* [Gezeigter Text]:
# # # # # # #

Starnberg:Autofahrer verletzt Radler lebensgefährlich und kehrt nach 23 Minuten zurück

Abbiegespur zur Dinardstraße; Kreuzung Hauptstraße und Söckinger Straße

Beim Abbiegen von der Hauptstraße in die Dinardstraße hat der Starnberger den Radfahrer übersehen.

(Foto: Franz Xaver Fuchs)

Der 48-jährige Unternehmensberater muss sich vor dem Amtsgericht wegen des Unfalls am "Seufzerberg" verantworten - und entgeht nur knapp dem Gefängnis.

Von Christian Deussing

Der Mann sitzt mit gefalteten Händen erstmals in seinem Leben auf einer Anklagebank. Er hatte bis zum Juli 2015 nie einen Unfall und die B 2-Kreuzung am Starnberger "Seufzerberg" schon zigmal mit dem Auto überquert. Doch in dieser einen Nacht war der 48-Jährige nach einem langen Arbeitstag eine Sekunde unaufmerksam und erfasste beim Linksabbiegen mit seinem Wagen einen entgegenkommenden Radfahrer. Der 20-Jährige erlitt beim Aufprall lebensgefährliche Kopfverletzungen. Laut Anklage war der Starnberger geflüchtet und erst nach 23 Minuten zurückgekehrt. Der geständige Pkw-Fahrer wurde am Donnerstag vom Starnberger Amtsgericht wegen fahrlässiger Körperverletzung und Unfallflucht zu einer Geldstrafe von 90 Tagessätzen zu 370 Euro und dreimonatigem Fahrverbot verurteilt.

"Ich habe niemanden gesehen, aber wie aus heiterem Himmel einen Krach am Auto gehört", erzählt der 48-jährige Unternehmensberater im Prozess mit teils stockender Stimme. Daheim habe er die eingedellte Beifahrertür und den beschädigten Kotflügel bemerkt und sei mit seiner Frau zum Unfallort zurückgekehrt. Dort kämpften Notärzte um das Leben des Radlers, der ohne Licht und Helm unterwegs gewesen war. Das Unfallopfer lag wochenlang im Koma und musste in einer Münchner Klinik siebenmal operiert werden. Danach begann die Reha-Behandlung.

# # # # # # #

* [Bereitgestelltes Material]:
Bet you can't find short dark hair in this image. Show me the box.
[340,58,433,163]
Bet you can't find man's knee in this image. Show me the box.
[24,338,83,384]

# # # # # # #

* [Aufgabe]:
Nenne anhand des Berichts über den Unfall in Starnberg die Strafe, zu der das Amtsgericht den Autofahrer verurteilte.

* [Lösung]:
Zu einer Geldstrafe von 90 Tagessätzen zu 370 Euro und einem dreimonatigen Fahrverbot.